Rewrite the lines from the line containing "For verification purposes, determine whether any white flower" through the end of the records, replacing "white flower" with "white rose" and leaving everything else unchanged.

Dataset rows

▬▬▬▬▬▬▬▬▬▬

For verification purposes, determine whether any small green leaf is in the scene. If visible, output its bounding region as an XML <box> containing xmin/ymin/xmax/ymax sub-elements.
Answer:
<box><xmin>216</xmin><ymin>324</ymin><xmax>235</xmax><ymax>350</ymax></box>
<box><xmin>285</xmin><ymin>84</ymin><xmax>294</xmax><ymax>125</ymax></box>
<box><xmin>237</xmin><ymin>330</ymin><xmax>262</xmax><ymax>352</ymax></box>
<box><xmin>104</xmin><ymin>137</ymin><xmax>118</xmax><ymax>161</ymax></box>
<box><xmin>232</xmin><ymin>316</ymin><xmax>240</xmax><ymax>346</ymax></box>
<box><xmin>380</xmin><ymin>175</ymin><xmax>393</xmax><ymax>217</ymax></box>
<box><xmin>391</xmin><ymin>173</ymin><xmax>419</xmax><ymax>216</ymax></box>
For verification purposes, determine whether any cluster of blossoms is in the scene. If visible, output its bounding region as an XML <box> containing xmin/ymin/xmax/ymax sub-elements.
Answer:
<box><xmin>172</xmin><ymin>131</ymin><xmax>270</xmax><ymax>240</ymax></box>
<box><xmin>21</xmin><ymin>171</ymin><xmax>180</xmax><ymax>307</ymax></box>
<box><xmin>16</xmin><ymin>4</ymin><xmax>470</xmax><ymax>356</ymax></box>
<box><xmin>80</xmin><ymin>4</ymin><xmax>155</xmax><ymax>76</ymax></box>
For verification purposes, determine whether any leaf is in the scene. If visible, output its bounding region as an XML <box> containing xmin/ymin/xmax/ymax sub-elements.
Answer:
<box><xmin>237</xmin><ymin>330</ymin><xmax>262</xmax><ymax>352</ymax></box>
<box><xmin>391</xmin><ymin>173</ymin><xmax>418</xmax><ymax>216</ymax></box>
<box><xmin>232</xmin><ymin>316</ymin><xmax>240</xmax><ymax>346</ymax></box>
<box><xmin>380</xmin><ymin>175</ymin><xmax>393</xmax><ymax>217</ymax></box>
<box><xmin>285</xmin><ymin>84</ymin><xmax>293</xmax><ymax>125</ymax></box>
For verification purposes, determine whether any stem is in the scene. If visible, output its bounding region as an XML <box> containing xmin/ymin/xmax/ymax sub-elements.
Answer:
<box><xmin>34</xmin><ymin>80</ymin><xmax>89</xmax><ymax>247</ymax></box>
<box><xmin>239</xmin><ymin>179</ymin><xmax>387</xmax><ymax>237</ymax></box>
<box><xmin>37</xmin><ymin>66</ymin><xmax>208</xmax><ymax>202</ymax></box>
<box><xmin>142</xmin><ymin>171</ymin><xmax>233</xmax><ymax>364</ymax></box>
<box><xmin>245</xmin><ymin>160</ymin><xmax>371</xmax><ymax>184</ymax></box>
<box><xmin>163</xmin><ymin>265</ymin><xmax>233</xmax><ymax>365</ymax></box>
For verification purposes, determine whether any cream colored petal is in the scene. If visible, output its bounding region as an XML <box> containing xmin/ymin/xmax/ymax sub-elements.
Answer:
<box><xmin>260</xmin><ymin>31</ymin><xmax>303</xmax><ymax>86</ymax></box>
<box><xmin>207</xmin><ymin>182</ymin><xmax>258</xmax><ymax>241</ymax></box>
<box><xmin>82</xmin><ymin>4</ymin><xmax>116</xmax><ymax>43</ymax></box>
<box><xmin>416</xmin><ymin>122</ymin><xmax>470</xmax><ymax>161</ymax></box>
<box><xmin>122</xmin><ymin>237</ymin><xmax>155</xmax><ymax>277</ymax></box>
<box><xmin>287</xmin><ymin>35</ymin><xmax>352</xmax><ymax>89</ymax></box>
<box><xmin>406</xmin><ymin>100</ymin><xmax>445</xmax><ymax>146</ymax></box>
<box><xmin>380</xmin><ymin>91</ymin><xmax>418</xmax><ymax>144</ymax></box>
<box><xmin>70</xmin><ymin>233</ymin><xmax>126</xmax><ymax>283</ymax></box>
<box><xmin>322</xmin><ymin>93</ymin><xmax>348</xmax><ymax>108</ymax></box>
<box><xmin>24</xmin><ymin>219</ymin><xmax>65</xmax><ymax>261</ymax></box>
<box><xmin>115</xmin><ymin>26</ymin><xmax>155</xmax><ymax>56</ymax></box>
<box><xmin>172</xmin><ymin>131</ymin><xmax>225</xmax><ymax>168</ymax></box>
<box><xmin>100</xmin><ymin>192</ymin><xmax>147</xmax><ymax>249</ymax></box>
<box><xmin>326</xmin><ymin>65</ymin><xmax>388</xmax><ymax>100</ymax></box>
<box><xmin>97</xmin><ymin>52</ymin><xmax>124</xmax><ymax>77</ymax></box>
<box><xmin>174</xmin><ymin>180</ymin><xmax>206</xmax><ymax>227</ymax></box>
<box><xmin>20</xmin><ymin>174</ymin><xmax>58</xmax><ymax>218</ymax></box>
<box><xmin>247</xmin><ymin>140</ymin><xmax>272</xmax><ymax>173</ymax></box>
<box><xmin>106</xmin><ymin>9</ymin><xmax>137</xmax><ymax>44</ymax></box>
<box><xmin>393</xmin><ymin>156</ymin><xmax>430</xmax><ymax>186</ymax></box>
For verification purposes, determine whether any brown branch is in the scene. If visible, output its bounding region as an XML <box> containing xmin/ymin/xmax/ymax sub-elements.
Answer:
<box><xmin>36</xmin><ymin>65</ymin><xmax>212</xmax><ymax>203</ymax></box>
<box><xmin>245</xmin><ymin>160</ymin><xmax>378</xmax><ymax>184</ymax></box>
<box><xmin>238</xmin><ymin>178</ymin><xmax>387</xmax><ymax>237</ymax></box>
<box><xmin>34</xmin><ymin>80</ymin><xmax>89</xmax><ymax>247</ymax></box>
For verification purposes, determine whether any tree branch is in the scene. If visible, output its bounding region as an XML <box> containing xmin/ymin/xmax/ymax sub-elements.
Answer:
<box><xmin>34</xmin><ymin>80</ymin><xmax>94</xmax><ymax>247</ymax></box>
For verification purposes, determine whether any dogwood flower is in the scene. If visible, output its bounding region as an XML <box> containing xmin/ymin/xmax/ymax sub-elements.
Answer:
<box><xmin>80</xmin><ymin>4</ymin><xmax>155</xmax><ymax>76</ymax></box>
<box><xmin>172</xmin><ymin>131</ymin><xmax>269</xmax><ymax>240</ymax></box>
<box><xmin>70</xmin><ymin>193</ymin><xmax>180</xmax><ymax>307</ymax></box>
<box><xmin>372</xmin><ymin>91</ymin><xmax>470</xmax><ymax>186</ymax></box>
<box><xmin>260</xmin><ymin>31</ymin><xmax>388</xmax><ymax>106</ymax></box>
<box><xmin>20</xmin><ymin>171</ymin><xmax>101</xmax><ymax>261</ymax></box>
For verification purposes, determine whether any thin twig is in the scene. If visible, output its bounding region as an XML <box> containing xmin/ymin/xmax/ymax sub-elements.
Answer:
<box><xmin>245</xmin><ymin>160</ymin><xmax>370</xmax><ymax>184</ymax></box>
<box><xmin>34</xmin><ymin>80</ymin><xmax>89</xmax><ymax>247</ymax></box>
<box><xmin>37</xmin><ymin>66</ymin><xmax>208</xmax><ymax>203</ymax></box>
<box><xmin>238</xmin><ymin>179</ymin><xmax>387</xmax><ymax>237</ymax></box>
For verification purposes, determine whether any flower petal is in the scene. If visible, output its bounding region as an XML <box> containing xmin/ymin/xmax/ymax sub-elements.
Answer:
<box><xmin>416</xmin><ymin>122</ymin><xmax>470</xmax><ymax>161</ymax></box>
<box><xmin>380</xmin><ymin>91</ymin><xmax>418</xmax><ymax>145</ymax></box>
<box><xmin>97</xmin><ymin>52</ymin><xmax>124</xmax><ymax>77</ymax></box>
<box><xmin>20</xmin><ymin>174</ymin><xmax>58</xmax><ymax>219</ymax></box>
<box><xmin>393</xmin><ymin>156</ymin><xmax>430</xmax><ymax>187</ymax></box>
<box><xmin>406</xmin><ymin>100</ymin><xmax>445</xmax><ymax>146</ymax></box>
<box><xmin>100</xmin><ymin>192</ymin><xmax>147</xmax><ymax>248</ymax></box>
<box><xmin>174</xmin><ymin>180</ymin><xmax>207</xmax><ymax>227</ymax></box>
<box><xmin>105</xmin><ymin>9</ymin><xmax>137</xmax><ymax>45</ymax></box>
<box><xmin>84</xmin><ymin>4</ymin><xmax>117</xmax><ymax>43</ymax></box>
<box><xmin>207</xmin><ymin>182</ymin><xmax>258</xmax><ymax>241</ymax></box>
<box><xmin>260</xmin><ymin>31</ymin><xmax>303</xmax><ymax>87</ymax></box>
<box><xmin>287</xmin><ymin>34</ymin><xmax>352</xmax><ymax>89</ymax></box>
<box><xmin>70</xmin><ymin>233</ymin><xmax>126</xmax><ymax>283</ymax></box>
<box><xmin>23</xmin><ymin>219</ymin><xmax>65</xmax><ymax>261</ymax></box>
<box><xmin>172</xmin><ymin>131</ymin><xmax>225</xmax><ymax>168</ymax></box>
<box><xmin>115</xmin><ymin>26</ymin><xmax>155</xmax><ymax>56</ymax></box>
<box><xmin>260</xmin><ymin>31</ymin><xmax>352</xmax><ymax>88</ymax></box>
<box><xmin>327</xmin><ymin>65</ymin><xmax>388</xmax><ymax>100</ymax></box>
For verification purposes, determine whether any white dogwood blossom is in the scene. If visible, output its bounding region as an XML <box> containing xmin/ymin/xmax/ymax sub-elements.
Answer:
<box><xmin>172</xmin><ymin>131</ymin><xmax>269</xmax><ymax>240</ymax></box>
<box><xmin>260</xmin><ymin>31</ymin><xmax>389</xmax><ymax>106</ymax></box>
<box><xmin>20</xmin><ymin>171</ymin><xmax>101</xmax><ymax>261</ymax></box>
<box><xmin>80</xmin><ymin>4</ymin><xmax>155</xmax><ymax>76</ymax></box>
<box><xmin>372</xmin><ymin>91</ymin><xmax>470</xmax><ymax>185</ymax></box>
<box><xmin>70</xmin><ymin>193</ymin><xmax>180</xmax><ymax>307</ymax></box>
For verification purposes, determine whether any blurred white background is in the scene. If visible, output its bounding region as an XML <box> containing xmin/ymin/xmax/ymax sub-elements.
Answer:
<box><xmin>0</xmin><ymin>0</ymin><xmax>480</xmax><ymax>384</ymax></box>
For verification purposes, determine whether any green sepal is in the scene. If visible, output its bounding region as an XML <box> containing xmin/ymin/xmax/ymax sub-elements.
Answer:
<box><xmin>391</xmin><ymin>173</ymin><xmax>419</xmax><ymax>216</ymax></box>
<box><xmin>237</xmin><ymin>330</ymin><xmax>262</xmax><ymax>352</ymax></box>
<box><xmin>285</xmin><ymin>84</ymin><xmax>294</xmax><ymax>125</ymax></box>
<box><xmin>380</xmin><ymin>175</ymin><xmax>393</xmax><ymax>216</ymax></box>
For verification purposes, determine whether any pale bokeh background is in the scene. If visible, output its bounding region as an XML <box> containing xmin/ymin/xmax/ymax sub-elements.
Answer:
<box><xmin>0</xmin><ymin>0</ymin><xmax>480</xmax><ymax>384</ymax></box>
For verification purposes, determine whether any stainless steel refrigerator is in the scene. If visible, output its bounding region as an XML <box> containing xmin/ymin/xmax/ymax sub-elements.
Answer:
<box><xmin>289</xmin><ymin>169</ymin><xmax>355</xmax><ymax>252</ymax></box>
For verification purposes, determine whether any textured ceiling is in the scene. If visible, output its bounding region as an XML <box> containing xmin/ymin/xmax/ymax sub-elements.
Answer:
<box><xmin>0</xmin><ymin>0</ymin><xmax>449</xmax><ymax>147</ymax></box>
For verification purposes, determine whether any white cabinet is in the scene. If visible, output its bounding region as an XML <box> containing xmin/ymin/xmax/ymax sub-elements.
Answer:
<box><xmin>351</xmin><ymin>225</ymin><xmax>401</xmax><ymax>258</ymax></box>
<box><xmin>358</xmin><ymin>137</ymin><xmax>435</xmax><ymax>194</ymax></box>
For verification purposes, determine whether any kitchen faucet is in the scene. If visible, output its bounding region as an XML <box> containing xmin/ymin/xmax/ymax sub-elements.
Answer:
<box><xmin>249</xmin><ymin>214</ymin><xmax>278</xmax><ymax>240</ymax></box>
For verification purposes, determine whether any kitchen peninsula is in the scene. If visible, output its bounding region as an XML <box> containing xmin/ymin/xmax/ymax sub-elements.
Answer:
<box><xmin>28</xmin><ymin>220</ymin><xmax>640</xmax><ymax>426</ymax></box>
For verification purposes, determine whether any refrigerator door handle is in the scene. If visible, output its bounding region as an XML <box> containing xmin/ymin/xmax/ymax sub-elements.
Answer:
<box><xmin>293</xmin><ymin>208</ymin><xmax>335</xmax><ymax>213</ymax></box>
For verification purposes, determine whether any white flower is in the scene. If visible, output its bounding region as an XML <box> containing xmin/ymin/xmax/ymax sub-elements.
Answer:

▬▬▬▬▬▬▬▬▬▬

Response to this task
For verification purposes, determine whether any white rose is in the scene. If visible, output its bounding region as an XML <box> containing xmin/ymin/xmax/ymax sub-elements.
Answer:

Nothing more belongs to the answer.